Présent dans l’équipe du CEM depuis septembre dernier, William Karadjian est professeur de claviers, de chant et dirige l’une des chorales de l’école. Trois des multiples compétences inhérentes à ce musicien hyperactif et voyageur.

Il n’y a que cinq heures de route entre Quimper et Le Havre, 467 kilomètres précisément entre la ville de son enfance et son pied-à-terre actuel. Mais voilà, William Karadjian n’est pas du genre à appliquer la règle de la ligne droite, ni même faire dans la simplicité. Et son parcours de vie l’a propulsé dans les trois capitales européennes, Paris, Londres et Berlin, avant se poser dans la cité du « Pot de yaourt ». Une mise en application de la maxime de Montaigne, « les voyages forment la jeunesse », qui permet au Finistérien d’adoption d’accumuler compétences, connaissances et rencontres opportunes au hasard de ses pérégrinations. Il possède aujourd’hui une expérience du secteur de la musique longue comme les bras de la Seine et s’est essayé à presque toutes les composantes du milieu : artiste, musicien de studio, assistant de communication, tourneur, chargé de développement… des expériences multiples et formatrices qui ont enrichi son bagage musical au fil du temps. 

William est né à Paris mais a grandi en Bretagne où le piano de la maison joué par son père berce ses plus jeunes années et le conduit très tôt au conservatoire de théâtre et de musique de Quimper. S’ensuit un apprentissage des plus classiques, précédé de quelques cours particuliers, agrémenté de l’écoute des cassettes du daron, notamment celles de Vangelis pour les films « 1492, Christophe Colomb » et « Les chariots de feu ». Les orchestrations lui plaisent. Lui parlent. Elles révèlent déjà chez le petit garçon cette envie de composer et d’arranger des chansons quand il sera grand.

SÉRIE D'EXERCICES -
[a] Selon le portrait de William Karadjian, à quelles composantes du milieu musical s'est-il essayé ?
[b] Prolongez le portrait de William Karadjian à la suite de sa dernière phrase.
Les lignes qui suivent ne sont pas nécessaires.

[Entrées du jeu de données]
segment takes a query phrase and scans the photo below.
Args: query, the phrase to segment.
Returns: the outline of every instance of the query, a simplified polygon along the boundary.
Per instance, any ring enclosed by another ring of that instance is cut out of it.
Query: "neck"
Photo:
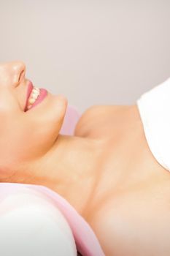
[[[85,216],[99,178],[99,143],[59,135],[51,149],[34,165],[35,175],[31,182],[55,191]]]

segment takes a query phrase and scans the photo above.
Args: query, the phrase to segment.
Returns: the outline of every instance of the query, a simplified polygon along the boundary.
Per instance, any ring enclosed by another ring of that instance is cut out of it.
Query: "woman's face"
[[[25,74],[23,62],[0,64],[0,170],[43,156],[56,140],[65,116],[67,99],[49,92],[24,110],[31,83]]]

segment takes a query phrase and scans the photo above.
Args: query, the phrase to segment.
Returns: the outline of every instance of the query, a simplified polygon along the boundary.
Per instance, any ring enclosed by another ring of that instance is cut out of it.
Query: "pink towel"
[[[104,256],[100,244],[88,223],[77,213],[69,203],[58,193],[39,185],[23,184],[15,183],[0,184],[0,203],[11,194],[22,192],[20,189],[26,188],[36,192],[39,192],[43,197],[46,197],[63,214],[69,223],[77,246],[77,250],[83,256]],[[15,205],[10,206],[5,211],[12,211]],[[1,215],[0,215],[1,216]]]

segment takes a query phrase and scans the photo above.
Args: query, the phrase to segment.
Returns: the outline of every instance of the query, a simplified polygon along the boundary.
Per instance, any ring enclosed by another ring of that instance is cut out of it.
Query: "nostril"
[[[18,78],[18,83],[20,83],[23,80],[24,76],[25,76],[25,69],[21,71]]]

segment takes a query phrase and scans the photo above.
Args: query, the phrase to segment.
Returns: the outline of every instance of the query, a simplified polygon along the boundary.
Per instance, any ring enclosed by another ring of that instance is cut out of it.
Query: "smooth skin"
[[[48,93],[24,112],[27,86],[22,61],[0,64],[1,181],[57,192],[107,256],[169,256],[170,173],[148,147],[136,105],[92,106],[74,136],[62,135],[67,99]]]

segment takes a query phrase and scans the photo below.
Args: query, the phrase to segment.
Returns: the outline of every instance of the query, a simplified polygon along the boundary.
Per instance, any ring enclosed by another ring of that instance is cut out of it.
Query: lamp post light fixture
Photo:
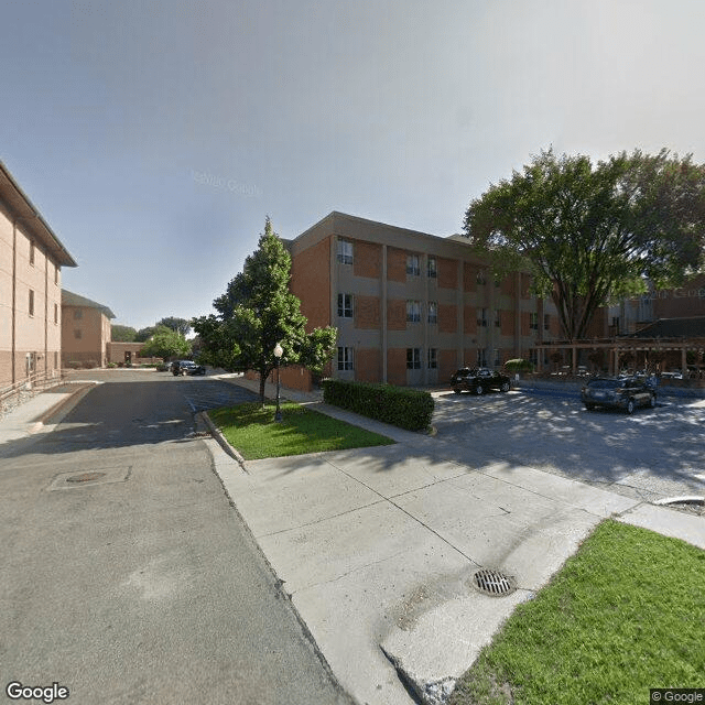
[[[278,343],[274,347],[274,357],[276,358],[276,411],[274,412],[274,421],[276,423],[281,423],[282,421],[282,412],[279,408],[279,361],[284,354],[282,346]]]

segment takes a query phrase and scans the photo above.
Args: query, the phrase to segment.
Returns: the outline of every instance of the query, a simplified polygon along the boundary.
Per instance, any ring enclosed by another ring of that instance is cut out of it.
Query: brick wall
[[[406,283],[406,251],[395,247],[387,248],[387,279],[390,282]]]
[[[438,258],[438,286],[455,289],[458,285],[458,267],[455,260]]]
[[[301,300],[307,332],[330,323],[330,241],[328,237],[292,258],[290,290]]]
[[[465,306],[463,310],[463,332],[467,334],[477,333],[477,308]]]
[[[356,328],[379,328],[380,327],[380,300],[379,296],[355,296],[355,327]]]
[[[360,382],[379,382],[382,379],[382,355],[378,348],[355,350],[355,379]]]
[[[438,332],[455,333],[458,328],[457,314],[455,304],[438,304]]]
[[[390,384],[406,384],[406,348],[387,350],[387,381]]]
[[[356,276],[379,279],[382,271],[382,246],[356,240],[352,247],[352,273]]]
[[[406,329],[406,301],[390,299],[387,302],[387,328],[389,330]],[[406,358],[404,358],[405,360]]]
[[[477,267],[465,262],[463,264],[463,290],[475,291],[477,289]]]
[[[455,350],[438,350],[438,383],[449,381],[451,375],[458,369]]]

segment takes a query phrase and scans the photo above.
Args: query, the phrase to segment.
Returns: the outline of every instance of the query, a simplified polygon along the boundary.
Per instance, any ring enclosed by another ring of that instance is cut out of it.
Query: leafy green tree
[[[598,307],[646,291],[647,278],[676,286],[703,267],[705,167],[666,150],[597,165],[543,151],[474,199],[464,229],[499,273],[529,267],[579,339]]]
[[[110,339],[113,343],[133,343],[137,338],[137,330],[130,326],[113,324],[110,326]]]
[[[142,346],[140,355],[142,357],[161,357],[163,359],[188,357],[191,355],[191,345],[181,333],[160,326]]]
[[[135,343],[144,343],[149,340],[156,333],[156,326],[148,326],[147,328],[140,328],[134,336]]]
[[[259,372],[262,404],[264,382],[276,366],[278,343],[283,348],[282,366],[297,364],[321,371],[336,341],[337,330],[330,326],[306,333],[301,302],[289,291],[290,278],[291,256],[268,217],[258,249],[213,302],[218,315],[193,322],[200,336],[200,359],[228,371]]]
[[[172,330],[176,330],[176,333],[181,333],[184,337],[186,337],[191,333],[191,321],[186,321],[186,318],[167,316],[166,318],[158,321],[156,326],[171,328]]]

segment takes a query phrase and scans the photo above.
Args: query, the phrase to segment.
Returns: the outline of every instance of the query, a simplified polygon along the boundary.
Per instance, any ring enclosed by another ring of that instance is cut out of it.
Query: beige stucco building
[[[90,299],[62,291],[62,364],[64,367],[105,367],[108,362],[110,319],[115,314]]]
[[[0,389],[58,375],[62,267],[76,262],[0,162]]]

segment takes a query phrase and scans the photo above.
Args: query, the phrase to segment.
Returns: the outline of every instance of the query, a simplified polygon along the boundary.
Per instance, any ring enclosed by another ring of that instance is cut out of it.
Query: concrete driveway
[[[606,517],[705,547],[699,517],[532,465],[560,456],[542,447],[544,437],[561,437],[557,419],[556,433],[536,438],[543,419],[535,416],[557,413],[551,410],[562,402],[546,409],[521,394],[436,395],[438,436],[394,430],[394,446],[249,462],[243,471],[209,442],[283,589],[361,703],[443,703],[517,604]],[[502,409],[505,424],[494,429],[479,404]],[[577,449],[574,460],[579,466]],[[480,567],[518,589],[481,594],[474,585]]]
[[[630,416],[587,411],[576,389],[433,395],[445,457],[530,465],[640,500],[705,495],[705,400],[660,397]]]

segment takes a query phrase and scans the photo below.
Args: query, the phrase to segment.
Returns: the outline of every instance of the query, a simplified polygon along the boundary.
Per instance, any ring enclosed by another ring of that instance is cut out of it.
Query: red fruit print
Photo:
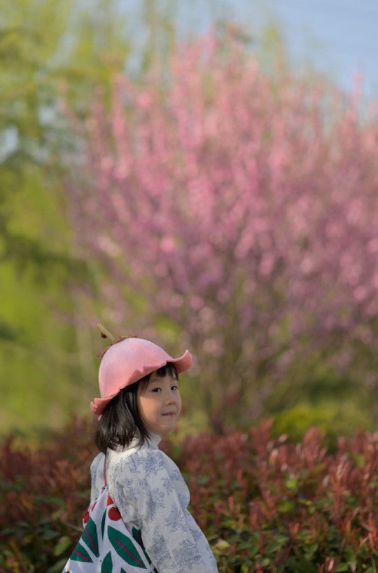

RÉPONSES PAR EXERCICE -
[a] Artiste, musicien de studio, assistant de communication, tourneur, chargé de développement.

[b]
Jusqu’à Londres

Le champs musical s’élargit à l’adolescence avec la découverte du rock. Les CD de Nirvana et des Red Hot Chili Peppers tournent en boucle dans le lecteur. William apprend à jouer de la guitare, connaît ses premières expériences de groupe dans divers styles, rock, metal ou electro, et opte pour un bac musique à Quimper où il se trouve être l’unique élève de la filière. Il bénéficie de cours particuliers dans un établissement scolaire public, un truc improbable qui lui convient bien malgré tout. Le diplôme en poche et la majorité acquise, Will s’installe à Rennes pour suivre les cours de Tempo Musik, une sorte de MAI – centre de formation musiques actuelles situé à Nancy – mais plus spécialisé dans le jazz. « Cette école m’a permis de m’ouvrir à ce registre que je connaissais peu et particulièrement à la composition et à l’improvisation », précise celui qui a élargi son champs musical avec ce passage dans la ville des Transmusicales. Terminées les galettes bretonnes et les bolées de cidre fin 2007, l’ex Breton traverse le Chanel pour tenter sa chance en tant que musicien de session de studio à Londres mais aussi pour retrouver sa bien-aimée. L’expérience britannique s’avère compliquée « parce que le secteur de la musique est encore plus fermé qu’ailleurs » lâche-t-il un peu dépité, même avec du recul. Difficile pour lui de s’imposer au milieu d’un immense vivier de sidemen aussi compétents, surtout quand on n’est pas natif du pays. William trouve la solution : « Je faisais des allers-retours entre Paris et Londres, La France pour travailler, l’Angleterre pour faire la fête. » Tout ça à une époque où l’idée d’un Brexit n’avait pas encore ou presque effleuré le cerveau des Britons. Il se lance en parallèle dans l’illustration musicale de publicités pour compléter son salaire et affirmer son désir de composition.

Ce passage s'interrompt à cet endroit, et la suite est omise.